Short problem: Copy each of the records below word for word, changing nothing.

Data shown:
--------
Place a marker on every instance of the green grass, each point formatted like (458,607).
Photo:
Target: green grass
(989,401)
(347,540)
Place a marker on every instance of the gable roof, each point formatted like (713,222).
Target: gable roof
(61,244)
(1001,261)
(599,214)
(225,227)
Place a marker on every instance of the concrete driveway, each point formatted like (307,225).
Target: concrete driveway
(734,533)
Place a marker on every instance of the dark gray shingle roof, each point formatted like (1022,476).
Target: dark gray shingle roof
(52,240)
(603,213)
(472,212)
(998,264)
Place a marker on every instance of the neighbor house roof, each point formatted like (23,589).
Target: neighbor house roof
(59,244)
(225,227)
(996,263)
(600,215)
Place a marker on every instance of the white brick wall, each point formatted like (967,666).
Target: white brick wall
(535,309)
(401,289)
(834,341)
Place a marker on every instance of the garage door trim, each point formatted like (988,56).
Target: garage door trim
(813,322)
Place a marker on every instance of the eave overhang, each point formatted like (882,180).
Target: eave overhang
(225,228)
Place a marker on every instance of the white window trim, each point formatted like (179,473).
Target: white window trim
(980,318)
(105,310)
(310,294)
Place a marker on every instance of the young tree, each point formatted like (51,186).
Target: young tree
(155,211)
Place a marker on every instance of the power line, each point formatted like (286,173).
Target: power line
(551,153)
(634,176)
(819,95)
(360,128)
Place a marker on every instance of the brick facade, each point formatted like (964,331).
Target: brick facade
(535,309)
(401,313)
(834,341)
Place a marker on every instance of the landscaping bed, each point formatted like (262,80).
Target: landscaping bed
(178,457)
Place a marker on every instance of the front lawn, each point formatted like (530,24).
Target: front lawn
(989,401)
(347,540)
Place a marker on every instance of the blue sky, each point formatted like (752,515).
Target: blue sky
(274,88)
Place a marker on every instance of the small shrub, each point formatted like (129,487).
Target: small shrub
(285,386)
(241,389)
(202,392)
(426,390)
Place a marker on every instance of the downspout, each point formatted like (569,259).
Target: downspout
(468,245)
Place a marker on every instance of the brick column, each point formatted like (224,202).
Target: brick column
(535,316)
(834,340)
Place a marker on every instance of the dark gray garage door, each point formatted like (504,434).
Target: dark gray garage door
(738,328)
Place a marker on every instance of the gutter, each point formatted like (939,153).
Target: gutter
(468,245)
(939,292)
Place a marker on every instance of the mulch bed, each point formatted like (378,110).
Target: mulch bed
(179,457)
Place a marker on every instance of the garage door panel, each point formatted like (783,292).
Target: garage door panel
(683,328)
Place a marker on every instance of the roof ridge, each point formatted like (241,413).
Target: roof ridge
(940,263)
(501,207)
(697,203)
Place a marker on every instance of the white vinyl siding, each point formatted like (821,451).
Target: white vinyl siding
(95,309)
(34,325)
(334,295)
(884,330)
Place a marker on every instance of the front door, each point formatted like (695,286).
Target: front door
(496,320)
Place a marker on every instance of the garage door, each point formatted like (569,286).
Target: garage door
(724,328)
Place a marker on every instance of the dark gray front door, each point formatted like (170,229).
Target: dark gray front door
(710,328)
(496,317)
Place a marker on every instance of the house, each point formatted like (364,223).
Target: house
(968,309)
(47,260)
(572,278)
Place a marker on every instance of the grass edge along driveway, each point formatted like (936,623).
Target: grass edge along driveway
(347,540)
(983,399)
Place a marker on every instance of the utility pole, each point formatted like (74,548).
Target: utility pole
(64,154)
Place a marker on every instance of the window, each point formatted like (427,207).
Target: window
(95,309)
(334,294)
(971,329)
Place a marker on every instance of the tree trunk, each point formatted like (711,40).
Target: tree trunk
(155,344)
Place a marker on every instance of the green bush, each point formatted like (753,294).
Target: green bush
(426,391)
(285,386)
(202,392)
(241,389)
--------
Exercise answer:
Place a marker on every instance of the green grass, each point formatted like (458,607).
Photo:
Target: green grass
(989,401)
(347,540)
Place a marker on every instance of the gable roof, each point formatted like (713,222).
Target: gable roof
(61,244)
(1001,261)
(599,214)
(225,227)
Place a marker on every instance of the concrete driveway, each point formatted like (307,225).
Target: concrete driveway
(734,533)
Place a marker on every instance of the dark gray shingle roof, each point formatted like (1022,476).
Target: dark gray shingle roof
(52,240)
(603,213)
(472,212)
(998,264)
Place a marker on every instance of the neighbor house roof, each point formatted like (23,589).
Target: neighbor house roof
(59,244)
(225,227)
(996,263)
(600,215)
Place a marker on every instance of the white brick wall, each point formatted like (967,666).
Target: white brick wall
(535,309)
(401,289)
(834,341)
Place a marker on every instance of the garage door trim, each point formatted like (988,56).
Target: garage door trim
(813,322)
Place a marker on every instance of the eave overhang, each point formatted like (882,180).
Target: eave overhang
(225,228)
Place a marker on every instance of the white window trim, each point formatted like (179,473).
Target: white window trim
(980,318)
(105,310)
(310,294)
Place a marker on every instance of the young tree, each point formatted like (51,186).
Target: young tree
(155,211)
Place a marker on every instance of the power line, each point formatted like (286,173).
Target: power line
(551,153)
(634,176)
(819,95)
(360,128)
Place a marker on every instance of the brick facade, each point formatted like (964,331).
Target: brick facade
(535,309)
(401,313)
(834,341)
Place a marker on every instance of the landscaping bed, each point formatted like (262,80).
Target: landscaping bed
(178,457)
Place a marker on every instance of the front lawn, each point formatted like (530,24).
Target: front lawn
(989,401)
(347,540)
Place a marker on every instance of the blue sky, each point formatted like (752,515).
Target: blue sky
(274,88)
Place a marker on every instance of the small shrub, each point formatted like (129,487).
Target: small shrub
(285,386)
(241,389)
(202,392)
(426,390)
Place a marker on every instance of the downspout, each point formatted like (569,259).
Target: downspout
(468,245)
Place a marker on every instance of the brick column, each point formatted like (224,202).
Target: brick column
(535,316)
(834,340)
Place a marker on every instance of the dark gray garage door, each point formatted like (504,434).
Target: dark gray garage door
(738,328)
Place a marker on every instance of the gutter, each point formatted like (939,153).
Target: gutter
(468,245)
(939,292)
Place a marker on every instance of the mulch bed, each point formatted like (378,110).
Target: mulch bed
(179,457)
Place a marker on every instance of the garage door panel, each point formatted like (783,292).
Target: garage door panel
(683,328)
Place a marker on every instance of the roof ridge, each point formatted like (241,413).
Target: roof ridge
(940,263)
(501,207)
(697,203)
Place a marker on every instance of the white vinyl siding, each point formatted like (821,451).
Target: white vinyl siding
(95,309)
(34,325)
(334,295)
(884,330)
Place a marker on every instance of the front door, each point formatted like (695,286).
Target: front door
(496,320)
Place a marker on every instance of the garage door, each point formatted like (569,286).
Target: garage door
(724,328)
Place a marker on every instance of the dark gray front door, each point formatted like (170,229).
Target: dark gray front door
(710,328)
(496,317)
Place a marker on every instance of the house, each point formatted like (364,223).
Target: house
(968,309)
(47,260)
(572,278)
Place a marker on every instance of the grass edge along driveway, each point formatted like (936,623).
Target: grass edge along driveway
(347,540)
(983,399)
Place a marker on every instance of the utility pole, each point formatted like (74,548).
Target: utility pole
(64,154)
Place a marker on every instance of the window, each point formatted like (427,207).
Target: window
(95,309)
(334,294)
(971,329)
Place a marker on every instance of the tree trunk, each point formatted like (711,40).
Target: tree trunk
(155,344)
Place a marker on every instance of the green bush, each point formatted like (753,294).
Target: green bush
(426,391)
(285,386)
(202,392)
(241,389)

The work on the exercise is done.